#### [SET OF TASKS]
(A) Decide whether each statement below agrees with the summary of the progressive conditional surprise paper. Answer yes or no for each, and quote the exact words of the summary that settle it.
(i) Obtaining the score requires an embedding model.
(ii) The metric reaches 0.846 OCA on the McDiv prompt_gen set.
(iii) The monotonic diversity loss was detected on OLMo-2-7B.
(B) According to the summary of the progressive conditional surprise paper, across which post-training stages does D_Ca_n register a monotonic drop in diversity?
(C) Proceed with the summary of the progressive conditional surprise paper from its last sentence onward.

#### [PROVIDED TEXT]
"I've Seen How This Goes": Characterizing Diversity via Progressive Conditional Surprise
Pith reviewed 2026-06-28 14:49 UTC · model grok-4.3
The pith
A base model's token log-probabilities across random in-context permutations yield a diversity score that tracks human judgments.
A machine-rendered reading of the paper's core claim, the machinery that carries it, and where it could break.
Core claim
Diversity is quantified as the progressive conditional surprise D_Ca_n = C × a_n extracted from a base model's per-token log-probabilities when responses are presented in random order within an in-context prompt; the metric is computed in one forward pass per permutation, needs no external data or trained components, and achieves 0.846 OCA on the McDiv prompt_gen set while detecting monotonic diversity loss across the base-to-RLVR pipeline on OLMo-2-7B.
What carries the argument
Progressive conditional surprise: the successive reduction in a base model's per-token log-probability when each new response is appended after the preceding ones presented in random order.
If this is right
- The same pipeline scores both AI-generated and human-written response sets without modification.
- D_Ca_n registers a monotonic drop in diversity across the base, SFT, DPO, and RLVR stages of post-training.
- The metric requires only a single forward pass per permutation on the base model already in use.
- No embedding model, reference corpus, or task-specific training is needed to obtain the score.
Where Pith is reading between the lines
- The method could be inserted into training loops to monitor diversity loss in real time using the model being trained.
- It offers a way to compare decoding strategies or temperature settings on any prompt without additional infrastructure.
- Because the score is prompt-conditioned, it may surface prompt-specific notions of diversity that global embedding metrics miss.
Load-bearing premise
The progressive conditional surprise extracted from a base model's in-context permutations accurately captures the human notion of diversity that the McDiv benchmark measures.
What would settle it
Collect new human diversity ratings on a fresh set of response collections where the Decan metric and the existing McDiv labels disagree, then test whether the metric's ranking still aligns with the new human judgments.

#### [RECORD SET]

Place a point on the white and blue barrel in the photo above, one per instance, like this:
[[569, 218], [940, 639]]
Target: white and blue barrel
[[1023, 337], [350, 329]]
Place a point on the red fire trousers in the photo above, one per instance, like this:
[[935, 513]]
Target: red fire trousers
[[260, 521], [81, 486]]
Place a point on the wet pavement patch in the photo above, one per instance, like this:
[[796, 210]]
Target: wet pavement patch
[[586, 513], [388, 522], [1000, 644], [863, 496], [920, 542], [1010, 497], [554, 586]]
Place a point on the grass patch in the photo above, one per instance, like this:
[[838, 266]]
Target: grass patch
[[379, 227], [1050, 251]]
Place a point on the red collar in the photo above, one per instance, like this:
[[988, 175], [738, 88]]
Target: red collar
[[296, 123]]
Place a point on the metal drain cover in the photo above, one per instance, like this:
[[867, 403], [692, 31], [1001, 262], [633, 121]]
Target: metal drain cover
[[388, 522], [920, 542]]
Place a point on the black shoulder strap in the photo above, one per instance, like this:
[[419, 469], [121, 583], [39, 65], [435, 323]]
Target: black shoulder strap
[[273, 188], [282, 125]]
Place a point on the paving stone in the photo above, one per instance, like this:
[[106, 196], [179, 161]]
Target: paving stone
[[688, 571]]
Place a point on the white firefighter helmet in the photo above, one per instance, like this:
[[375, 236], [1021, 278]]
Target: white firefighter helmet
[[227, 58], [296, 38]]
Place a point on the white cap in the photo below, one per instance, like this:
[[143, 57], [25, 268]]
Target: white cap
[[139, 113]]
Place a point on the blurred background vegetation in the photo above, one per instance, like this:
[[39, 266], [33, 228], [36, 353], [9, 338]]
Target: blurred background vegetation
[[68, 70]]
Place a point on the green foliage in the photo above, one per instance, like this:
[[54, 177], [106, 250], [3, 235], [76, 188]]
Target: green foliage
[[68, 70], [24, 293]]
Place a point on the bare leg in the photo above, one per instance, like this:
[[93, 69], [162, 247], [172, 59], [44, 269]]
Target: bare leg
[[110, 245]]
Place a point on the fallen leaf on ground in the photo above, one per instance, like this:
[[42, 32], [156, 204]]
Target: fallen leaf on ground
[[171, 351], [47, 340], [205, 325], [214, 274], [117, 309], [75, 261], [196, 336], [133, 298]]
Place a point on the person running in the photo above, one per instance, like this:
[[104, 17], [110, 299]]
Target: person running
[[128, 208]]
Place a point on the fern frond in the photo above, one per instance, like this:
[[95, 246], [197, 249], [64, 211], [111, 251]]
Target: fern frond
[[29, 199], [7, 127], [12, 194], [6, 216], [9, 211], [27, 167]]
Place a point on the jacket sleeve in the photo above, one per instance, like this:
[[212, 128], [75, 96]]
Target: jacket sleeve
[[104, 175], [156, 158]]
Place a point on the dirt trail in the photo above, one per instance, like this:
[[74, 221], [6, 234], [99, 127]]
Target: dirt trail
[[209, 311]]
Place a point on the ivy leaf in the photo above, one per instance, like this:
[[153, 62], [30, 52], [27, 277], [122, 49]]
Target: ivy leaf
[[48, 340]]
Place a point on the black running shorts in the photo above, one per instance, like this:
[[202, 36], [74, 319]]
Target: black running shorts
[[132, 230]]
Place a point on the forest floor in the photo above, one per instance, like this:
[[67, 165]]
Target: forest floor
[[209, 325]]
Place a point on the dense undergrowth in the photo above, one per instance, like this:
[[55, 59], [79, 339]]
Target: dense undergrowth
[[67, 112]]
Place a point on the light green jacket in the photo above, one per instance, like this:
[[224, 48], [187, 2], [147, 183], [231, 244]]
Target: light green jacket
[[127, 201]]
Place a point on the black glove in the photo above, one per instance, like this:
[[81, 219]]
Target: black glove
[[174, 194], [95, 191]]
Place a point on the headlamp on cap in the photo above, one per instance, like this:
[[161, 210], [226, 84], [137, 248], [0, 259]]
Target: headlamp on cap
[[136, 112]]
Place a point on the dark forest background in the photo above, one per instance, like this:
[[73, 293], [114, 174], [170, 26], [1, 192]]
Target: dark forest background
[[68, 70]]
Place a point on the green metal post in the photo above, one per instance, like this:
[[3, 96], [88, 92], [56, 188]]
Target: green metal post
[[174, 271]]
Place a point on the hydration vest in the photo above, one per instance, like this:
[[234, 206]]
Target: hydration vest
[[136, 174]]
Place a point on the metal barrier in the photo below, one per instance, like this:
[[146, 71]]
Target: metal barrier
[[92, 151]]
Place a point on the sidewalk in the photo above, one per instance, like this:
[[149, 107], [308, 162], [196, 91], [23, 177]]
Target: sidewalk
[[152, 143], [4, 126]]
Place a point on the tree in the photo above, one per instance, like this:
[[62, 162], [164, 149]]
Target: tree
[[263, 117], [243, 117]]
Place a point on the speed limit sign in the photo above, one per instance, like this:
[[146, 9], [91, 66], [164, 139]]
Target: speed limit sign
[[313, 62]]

#### [EXPECTED OUTPUTS]
(A)
(i) No: "No embedding model, reference corpus, or task-specific training is needed to obtain the score."
(ii) Yes: "achieves 0.846 OCA on the McDiv prompt_gen set"
(iii) Yes: "detecting monotonic diversity loss across the base-to-RLVR pipeline on OLMo-2-7B"

(B) The base, SFT, DPO, and RLVR stages.

(C)
Figures
read the original abstract
Measuring the diversity of creative outputs is central to evaluating post-training mode collapse, comparing decoding strategies, and quantifying creative behavior in both AI and human writing. We propose a new approach to measuring diversity using in-context learning, of which the ``Decan'' metric, $D_{Ca_n} = C \times a_n$, is the working instance we evaluate: a per-byte score read off the per-token log-probabilities of a base model $\theta$ in a \emph{single forward pass} per permutation, with no embedding model, no reference corpus, and no human labels. This approach is grounded in information theory, makes use of language model in-context learning to detect a wide range of similarities between any number of inputs, and obviates the need to train a special-purpose model. The same pipeline scores AI samples and human-written response sets, with diversity treated as a property of (responses, prompt, scoring model). On Tevet and Berant's human-grounded McDiv benchmark, $D_{Ca_n}$ reaches OCA 0.846 on the McDiv prompt\_gen set where it performs best, behind the strongest neural baseline reported in Tevet and Berant (SentBERT, 0.897). On the OLMo-2-7B post-training pipeline, $D_{Ca_n}$ drops monotonically across the base $\to$ SFT $\to$ DPO $\to$ RLVR stages, detecting the type of diversity loss that creative-writing applications care about.
Editorial analysis
A structured set of objections, weighed in public.
Referee Report
Summary. The paper proposes the Decan metric D_{Ca_n} = C × a_n, a reference-free diversity measure derived from progressive conditional surprise in a base model's per-token log-probabilities under in-context permutations of responses (single forward pass per permutation). It reports an OCA of 0.846 on the McDiv prompt_gen set (behind SentBERT at 0.897) as evidence of alignment with human-grounded diversity judgments, and shows that the metric decreases monotonically across the base → SFT → DPO → RLVR stages of the OLMo-2-7B pipeline, claiming to detect post-training diversity loss relevant to creative applications.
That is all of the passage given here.